**Region outline entries:**

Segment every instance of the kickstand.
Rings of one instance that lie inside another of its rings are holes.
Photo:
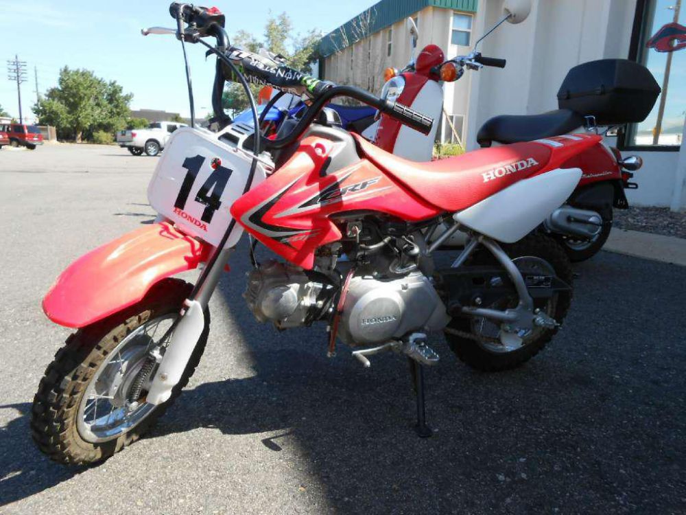
[[[410,375],[412,378],[412,385],[417,398],[417,424],[414,430],[421,438],[428,438],[434,434],[433,430],[427,425],[426,408],[424,405],[424,367],[411,358]]]

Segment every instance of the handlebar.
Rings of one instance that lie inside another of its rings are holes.
[[[194,7],[192,4],[174,2],[169,6],[169,14],[179,21],[182,19],[189,24],[190,31],[185,31],[180,37],[191,43],[202,43],[208,47],[212,53],[215,54],[219,59],[217,61],[215,82],[212,95],[212,107],[215,115],[220,119],[226,119],[228,117],[224,113],[222,108],[222,94],[224,91],[225,77],[222,62],[224,62],[234,71],[235,65],[231,63],[226,50],[229,47],[228,36],[224,29],[224,16],[216,8]],[[178,34],[177,34],[178,36]],[[204,36],[212,36],[217,39],[217,48],[202,41],[200,38]],[[232,49],[232,51],[233,49]],[[246,67],[244,66],[245,73]],[[294,71],[295,71],[294,70]],[[297,73],[297,72],[296,72]],[[244,79],[241,77],[241,82]],[[277,81],[275,81],[277,82]],[[314,96],[312,104],[307,108],[293,130],[286,137],[275,140],[267,140],[265,145],[274,150],[283,148],[299,139],[309,125],[314,121],[322,108],[331,100],[336,97],[346,96],[366,104],[378,109],[380,112],[398,119],[401,123],[412,127],[423,134],[429,134],[434,124],[434,119],[425,116],[406,106],[397,104],[387,100],[383,100],[368,91],[351,86],[338,86],[332,83],[323,82],[314,78],[302,76],[301,82],[307,85],[307,89]],[[279,87],[279,84],[274,84]],[[247,85],[244,84],[247,88]],[[255,130],[259,130],[259,124],[255,120]]]
[[[495,68],[504,68],[507,61],[505,59],[498,59],[495,57],[484,57],[477,54],[474,57],[474,61],[484,66],[493,66]]]
[[[324,91],[315,99],[312,104],[307,108],[298,124],[293,128],[287,136],[279,139],[267,140],[264,142],[265,146],[279,150],[287,147],[298,140],[322,108],[336,97],[348,97],[363,104],[366,104],[368,106],[374,107],[381,113],[396,118],[423,134],[429,134],[434,125],[434,120],[431,117],[425,116],[401,104],[381,99],[368,91],[353,86],[334,86]]]

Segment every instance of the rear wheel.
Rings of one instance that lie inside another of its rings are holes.
[[[160,153],[160,144],[154,139],[145,141],[145,153],[149,156],[156,156]]]
[[[150,350],[161,343],[191,289],[183,281],[166,279],[126,312],[69,336],[34,398],[31,428],[40,450],[63,464],[99,461],[137,440],[164,413],[200,362],[209,332],[209,312],[169,400],[158,406],[145,402],[154,369],[142,388],[136,383],[149,363]]]
[[[612,210],[602,214],[602,228],[590,240],[575,239],[573,236],[555,235],[569,260],[575,263],[585,261],[595,255],[602,249],[612,230]]]
[[[571,286],[573,275],[569,260],[554,240],[543,234],[530,234],[516,243],[503,245],[503,250],[519,266],[528,270],[539,263],[541,269],[533,271],[540,271],[544,275],[554,272],[558,278]],[[495,258],[484,249],[471,264],[492,266],[494,262]],[[534,305],[561,323],[571,300],[571,291],[558,292],[549,299],[535,300]],[[499,299],[492,306],[482,307],[504,310],[515,307],[517,301],[515,295]],[[518,338],[504,343],[499,337],[501,328],[497,323],[483,317],[460,317],[451,321],[445,337],[451,350],[470,367],[484,371],[497,371],[516,368],[528,361],[545,346],[557,330],[556,328],[544,327],[520,330],[516,333]]]

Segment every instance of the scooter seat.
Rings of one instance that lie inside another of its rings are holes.
[[[518,143],[560,136],[584,124],[584,117],[570,109],[558,109],[542,115],[496,116],[482,126],[476,140],[482,147],[493,141]]]

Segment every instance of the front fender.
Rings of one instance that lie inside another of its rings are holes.
[[[141,300],[158,281],[197,268],[210,247],[168,223],[141,227],[79,258],[43,299],[52,321],[82,328]]]

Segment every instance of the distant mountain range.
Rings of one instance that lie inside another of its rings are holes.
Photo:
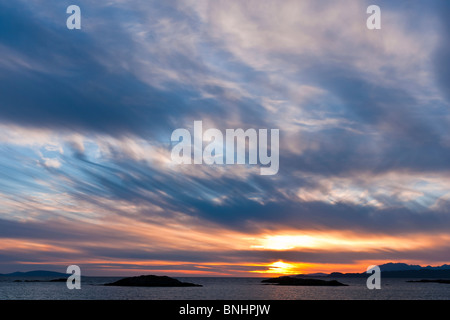
[[[406,263],[393,263],[379,265],[381,270],[381,276],[383,278],[450,278],[450,265],[444,264],[442,266],[422,267],[419,265],[410,265]],[[327,277],[327,278],[361,278],[368,277],[366,272],[361,273],[341,273],[332,272],[330,274],[306,274],[297,275],[297,277]]]
[[[28,272],[0,273],[0,277],[68,277],[67,273],[36,270]]]

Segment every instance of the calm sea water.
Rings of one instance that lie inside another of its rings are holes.
[[[177,277],[203,287],[134,288],[106,287],[121,278],[85,277],[81,290],[69,290],[64,282],[14,282],[0,278],[0,300],[349,300],[349,299],[450,299],[450,285],[409,283],[408,279],[382,279],[381,290],[369,290],[366,279],[338,279],[348,287],[301,287],[261,284],[261,278]]]

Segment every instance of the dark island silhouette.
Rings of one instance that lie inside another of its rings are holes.
[[[328,286],[339,287],[347,286],[337,280],[320,280],[320,279],[304,279],[298,277],[281,276],[278,278],[271,278],[262,280],[262,283],[275,284],[279,286]]]
[[[202,285],[190,282],[181,282],[167,276],[142,275],[138,277],[123,278],[105,286],[120,287],[202,287]]]

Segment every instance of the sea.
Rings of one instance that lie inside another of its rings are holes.
[[[449,300],[450,284],[381,280],[370,290],[365,278],[336,278],[346,287],[277,286],[263,278],[176,277],[203,287],[112,287],[121,277],[83,277],[81,289],[44,277],[0,277],[0,300]],[[22,282],[18,282],[21,280]],[[26,280],[26,281],[25,281]],[[38,281],[36,281],[38,280]],[[327,279],[329,280],[329,279]],[[417,279],[415,279],[417,280]]]

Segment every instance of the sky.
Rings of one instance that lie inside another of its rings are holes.
[[[0,273],[449,263],[449,13],[443,0],[0,0]],[[174,164],[171,133],[194,121],[279,129],[278,173]]]

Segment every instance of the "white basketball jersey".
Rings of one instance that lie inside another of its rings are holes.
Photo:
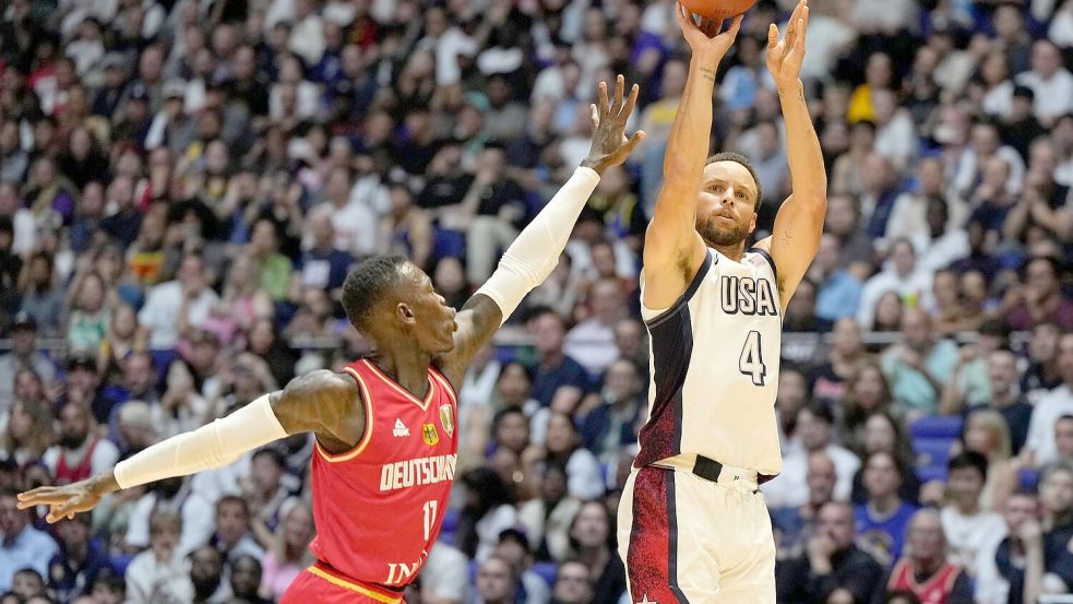
[[[778,474],[783,318],[771,256],[754,248],[735,262],[710,249],[673,306],[642,305],[641,312],[652,378],[635,465],[701,454],[762,476]]]

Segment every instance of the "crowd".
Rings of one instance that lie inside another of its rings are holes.
[[[787,336],[779,375],[779,600],[1071,592],[1073,0],[810,7],[830,194],[784,318],[820,335]],[[714,99],[713,149],[766,193],[756,237],[789,192],[763,55],[791,8],[750,11]],[[311,562],[310,438],[56,525],[14,494],[357,358],[339,287],[371,253],[461,306],[585,156],[616,73],[647,140],[511,319],[525,337],[467,374],[456,497],[407,601],[628,602],[613,510],[646,415],[639,251],[685,79],[672,10],[3,2],[0,604],[277,600]],[[928,425],[953,437],[923,450]]]

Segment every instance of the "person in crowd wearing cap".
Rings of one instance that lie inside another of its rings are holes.
[[[10,333],[11,352],[0,356],[0,415],[8,413],[14,400],[15,375],[22,369],[34,371],[44,382],[56,379],[56,366],[37,350],[37,321],[26,312],[19,312]]]
[[[55,484],[83,481],[119,461],[119,449],[97,434],[88,408],[68,403],[60,410],[59,419],[58,441],[45,451],[43,459]]]

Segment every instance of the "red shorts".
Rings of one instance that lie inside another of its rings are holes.
[[[405,604],[402,595],[388,595],[362,585],[320,562],[301,571],[279,604]]]

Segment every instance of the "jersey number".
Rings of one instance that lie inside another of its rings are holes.
[[[741,347],[741,356],[738,357],[738,370],[742,375],[751,377],[753,386],[764,386],[767,366],[764,365],[764,357],[760,347],[760,332],[756,330],[750,331],[746,335],[746,345]]]
[[[428,543],[429,535],[432,534],[432,526],[436,524],[436,508],[440,502],[429,499],[425,502],[425,543]]]

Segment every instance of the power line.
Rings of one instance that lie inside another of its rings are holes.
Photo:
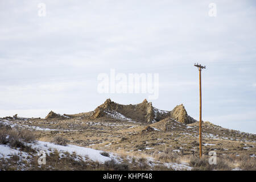
[[[205,69],[205,66],[202,66],[198,63],[194,65],[197,67],[199,71],[199,94],[200,94],[200,116],[199,116],[199,156],[201,159],[202,156],[202,92],[201,86],[201,71]]]

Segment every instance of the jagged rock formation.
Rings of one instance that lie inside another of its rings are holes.
[[[158,122],[167,117],[186,124],[195,121],[188,115],[183,105],[176,106],[171,111],[168,111],[153,107],[152,102],[147,102],[146,99],[138,104],[125,105],[117,104],[108,98],[94,110],[92,117],[96,119],[104,116],[146,123]]]
[[[197,121],[188,115],[183,104],[176,106],[170,114],[171,118],[185,124],[192,123]]]
[[[125,105],[114,102],[109,98],[94,110],[92,117],[95,119],[109,115],[115,119],[151,123],[160,121],[167,114],[168,111],[154,107],[152,102],[148,102],[146,99],[138,104]]]
[[[60,115],[59,114],[56,114],[53,111],[51,111],[49,114],[46,116],[46,119],[64,119],[68,118],[69,117],[67,116],[65,114]]]

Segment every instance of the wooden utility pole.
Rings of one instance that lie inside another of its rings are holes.
[[[199,116],[199,156],[201,159],[202,156],[202,92],[201,87],[201,71],[205,68],[205,66],[195,63],[195,67],[197,67],[199,71],[199,94],[200,94],[200,116]]]

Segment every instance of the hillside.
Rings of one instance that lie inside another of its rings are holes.
[[[75,151],[73,149],[79,146],[84,147],[80,149],[84,152],[89,151],[88,148],[95,150],[95,154],[105,151],[109,154],[109,160],[113,158],[117,163],[125,162],[130,169],[256,169],[256,135],[229,130],[210,122],[203,123],[204,159],[207,160],[209,151],[213,151],[227,164],[198,168],[196,164],[199,160],[199,122],[188,115],[183,105],[164,111],[154,107],[146,100],[140,104],[126,105],[108,99],[93,111],[61,115],[51,111],[45,119],[15,115],[0,118],[0,126],[11,130],[8,130],[13,131],[11,133],[20,130],[31,132],[38,142],[29,145],[36,148],[42,146],[42,142],[46,142],[46,146],[52,148],[52,151],[53,148],[57,150],[57,153],[53,153],[58,154],[58,160],[61,160],[60,156],[65,150],[71,155]],[[68,145],[55,146],[53,141],[56,138],[66,141]],[[14,148],[9,146],[11,143],[0,143],[0,158],[5,160],[5,164],[11,157],[4,155],[6,151],[10,155],[14,154],[11,152],[13,151],[18,154],[24,148]],[[30,158],[36,157],[36,151],[34,152]],[[78,155],[79,151],[76,152]],[[93,157],[89,155],[86,159],[83,157],[84,152],[79,155],[80,157],[72,159],[68,155],[68,160],[78,158],[82,163],[90,164],[87,169],[94,169],[96,162],[90,159]],[[22,160],[28,155],[23,154],[19,156]],[[49,153],[48,158],[52,158]],[[141,160],[144,164],[141,168],[139,167],[142,166]],[[106,169],[104,163],[100,165],[101,169]],[[36,166],[32,165],[38,169]],[[76,167],[67,167],[69,169]],[[47,169],[52,168],[48,166]]]

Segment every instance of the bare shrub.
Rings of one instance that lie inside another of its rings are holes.
[[[124,163],[119,164],[115,160],[112,159],[104,163],[104,168],[105,170],[127,171],[129,170],[129,165]]]
[[[101,155],[105,156],[106,157],[109,157],[109,154],[106,152],[102,152],[100,154],[101,154]]]
[[[66,146],[69,140],[61,136],[55,136],[52,140],[55,144]]]
[[[18,131],[18,137],[23,141],[27,143],[34,143],[35,140],[35,136],[33,133],[28,130],[22,130]]]

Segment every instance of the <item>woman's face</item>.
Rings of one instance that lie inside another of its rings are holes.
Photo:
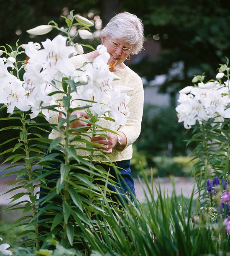
[[[129,55],[129,53],[123,52],[122,48],[120,47],[132,49],[131,46],[128,43],[118,39],[113,39],[112,37],[103,37],[102,41],[104,45],[107,48],[107,52],[110,55],[110,58],[109,59],[109,63],[116,62],[116,65],[123,62]],[[111,42],[117,43],[120,47],[118,47],[118,48],[114,47]]]

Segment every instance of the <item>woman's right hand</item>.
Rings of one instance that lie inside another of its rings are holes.
[[[84,110],[76,110],[74,111],[71,113],[71,116],[74,116],[75,115],[78,118],[80,117],[84,117],[86,119],[88,119],[88,116],[87,116],[87,113]],[[71,128],[74,128],[77,127],[82,127],[82,126],[87,126],[87,124],[86,122],[84,122],[81,119],[78,119],[74,122],[71,123],[70,125]]]
[[[77,118],[80,118],[81,117],[84,117],[85,119],[88,119],[88,116],[87,115],[87,113],[84,110],[77,110],[76,111],[74,111],[71,113],[71,116],[74,115],[77,116]],[[61,113],[60,112],[59,113],[59,121],[61,117]],[[76,120],[74,122],[71,123],[70,125],[69,126],[70,128],[71,129],[77,127],[89,127],[89,126],[91,126],[91,125],[90,124],[87,124],[86,122],[83,121],[81,119],[78,119],[78,120]],[[87,128],[87,130],[89,129],[88,128]],[[74,132],[77,133],[78,132],[77,131],[74,131]]]

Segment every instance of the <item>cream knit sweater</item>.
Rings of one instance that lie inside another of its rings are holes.
[[[71,58],[72,62],[76,67],[80,67],[83,63],[87,61],[84,55],[79,55]],[[128,119],[126,124],[122,127],[116,127],[114,130],[115,132],[121,132],[124,133],[127,139],[127,143],[125,148],[122,151],[118,151],[115,148],[112,149],[111,160],[121,161],[130,159],[133,155],[132,144],[136,140],[141,132],[141,125],[143,112],[144,101],[144,91],[141,79],[135,72],[133,71],[128,67],[115,71],[115,74],[120,78],[119,80],[113,81],[114,86],[121,85],[128,87],[131,87],[134,90],[127,94],[130,96],[130,99],[127,106],[130,111],[130,115]],[[55,100],[61,98],[62,94],[56,94]],[[58,122],[58,113],[54,112],[50,117],[49,122],[51,124],[57,124]],[[97,124],[102,127],[110,129],[110,123],[108,121],[102,119],[100,120]],[[62,133],[53,129],[49,136],[50,139],[55,139],[57,137],[63,137]],[[84,139],[89,140],[87,137]],[[73,142],[81,147],[85,147],[85,143],[82,142]],[[82,149],[77,149],[77,153],[79,155],[86,156],[87,151]],[[98,153],[97,154],[99,153]],[[97,153],[96,153],[97,155]],[[98,160],[99,159],[97,159]],[[105,161],[105,158],[99,159],[101,161]]]

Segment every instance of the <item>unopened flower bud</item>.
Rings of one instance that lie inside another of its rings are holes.
[[[22,47],[23,49],[26,49],[27,47],[28,47],[28,44],[22,44]],[[36,50],[39,50],[41,49],[41,45],[38,43],[34,43],[33,44],[33,46]]]
[[[74,44],[74,48],[77,54],[83,54],[84,52],[83,47],[79,44]]]
[[[82,75],[79,77],[79,82],[82,84],[84,84],[88,82],[88,78],[87,76],[84,74],[83,74]]]
[[[201,89],[212,89],[215,88],[217,85],[214,82],[209,82],[204,84],[203,83],[199,83],[198,87]]]
[[[76,15],[75,18],[77,21],[80,22],[80,23],[82,23],[84,25],[86,25],[88,27],[90,27],[94,25],[94,24],[92,22],[86,18],[84,18],[84,17],[82,17],[80,15]]]
[[[92,33],[86,29],[79,29],[78,31],[78,34],[82,39],[88,39],[92,36]]]
[[[194,76],[193,78],[192,78],[192,83],[197,83],[198,80],[197,79],[197,76]]]
[[[224,72],[227,68],[227,67],[226,65],[223,65],[221,66],[220,68],[219,69],[219,71],[220,72]]]
[[[7,58],[7,63],[13,64],[16,61],[15,58],[13,57],[9,57]]]
[[[189,93],[191,92],[191,90],[193,88],[193,86],[186,86],[182,90],[179,91],[179,93]]]
[[[225,74],[223,72],[219,72],[216,75],[216,78],[217,79],[221,79],[223,76],[225,75]]]
[[[51,25],[41,25],[27,30],[26,32],[31,35],[44,35],[50,32],[52,29],[53,27]]]

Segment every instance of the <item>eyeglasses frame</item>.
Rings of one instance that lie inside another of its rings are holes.
[[[131,50],[130,49],[129,49],[128,48],[127,48],[126,47],[121,47],[121,46],[120,46],[119,44],[118,44],[118,43],[115,42],[114,41],[111,41],[110,39],[109,38],[109,40],[110,41],[110,43],[115,43],[115,44],[117,44],[118,45],[118,47],[114,47],[114,45],[112,45],[112,47],[113,47],[114,48],[115,48],[115,49],[118,49],[119,48],[121,48],[122,49],[122,52],[125,54],[130,54],[130,53],[133,53],[133,51],[132,51],[132,50]],[[126,52],[123,52],[123,49],[127,49],[128,50],[129,50],[129,51],[130,51],[130,52],[129,53],[126,53]]]

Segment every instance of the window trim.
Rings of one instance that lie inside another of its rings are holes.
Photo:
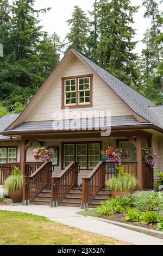
[[[47,147],[47,149],[49,150],[50,148],[56,148],[58,150],[58,159],[57,159],[57,164],[53,164],[53,166],[59,166],[59,146],[49,146]],[[53,160],[52,160],[53,161]]]
[[[76,144],[87,144],[87,167],[86,169],[81,169],[82,170],[92,170],[93,168],[89,168],[89,144],[96,144],[98,143],[100,144],[99,146],[99,156],[100,156],[100,159],[101,159],[101,150],[102,150],[102,141],[77,141],[74,142],[63,142],[61,143],[61,169],[64,169],[64,145],[66,144],[74,144],[74,161],[76,161]]]
[[[78,79],[83,78],[85,78],[87,77],[90,78],[90,102],[89,104],[79,104],[78,103]],[[65,80],[67,80],[68,79],[76,79],[76,103],[75,105],[68,105],[65,104]],[[84,108],[84,107],[92,107],[93,106],[93,101],[92,101],[92,83],[93,83],[93,75],[83,75],[83,76],[68,76],[66,77],[62,77],[62,94],[61,94],[61,108],[64,109],[66,107],[69,107],[69,108]]]
[[[17,162],[17,146],[1,146],[0,149],[7,149],[7,162],[6,163],[14,163]],[[8,162],[8,149],[16,149],[16,162]],[[0,164],[3,164],[3,163],[0,163]]]

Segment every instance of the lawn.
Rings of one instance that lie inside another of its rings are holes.
[[[0,211],[1,245],[122,245],[109,237],[51,221],[44,217]]]

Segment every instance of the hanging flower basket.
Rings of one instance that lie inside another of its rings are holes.
[[[50,161],[53,157],[52,153],[45,148],[34,149],[33,154],[37,161],[39,160]]]
[[[147,148],[142,149],[143,161],[146,163],[149,164],[151,167],[157,162],[157,156],[156,152],[153,149]]]
[[[118,167],[122,164],[122,160],[127,159],[130,156],[125,152],[124,149],[114,146],[108,147],[105,151],[106,158],[108,160],[114,162],[115,167]]]

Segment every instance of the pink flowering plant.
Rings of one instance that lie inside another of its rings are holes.
[[[108,147],[105,151],[106,158],[111,162],[114,162],[115,167],[118,167],[122,164],[122,161],[127,159],[130,156],[125,152],[124,149],[114,146]]]
[[[52,153],[45,148],[34,149],[33,154],[36,161],[49,161],[53,157]]]
[[[153,167],[154,163],[156,163],[157,156],[156,153],[153,149],[147,148],[142,149],[143,161],[148,163],[151,167]]]

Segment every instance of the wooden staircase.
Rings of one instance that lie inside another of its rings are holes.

**EXERCISE:**
Return exactly the lines of the data, and only those, from the line with "Segment every instance of the pink" through the last line, inclusive.

**ANSWER TO THE TASK:**
Segment every instance of the pink flowering plant.
Rings of one instance that lie inside another of its rings are holes.
[[[108,147],[105,151],[106,158],[111,162],[114,162],[115,167],[118,167],[122,164],[122,161],[127,159],[130,156],[125,152],[124,149],[114,146]]]
[[[52,153],[45,148],[34,149],[33,154],[36,161],[49,161],[53,157]]]
[[[153,167],[154,163],[156,163],[157,156],[156,153],[153,149],[147,148],[142,149],[143,161],[148,163],[151,167]]]

Segment every instance of the wooden staircase.
Rings of one instance that lie inside another of its rings are holes.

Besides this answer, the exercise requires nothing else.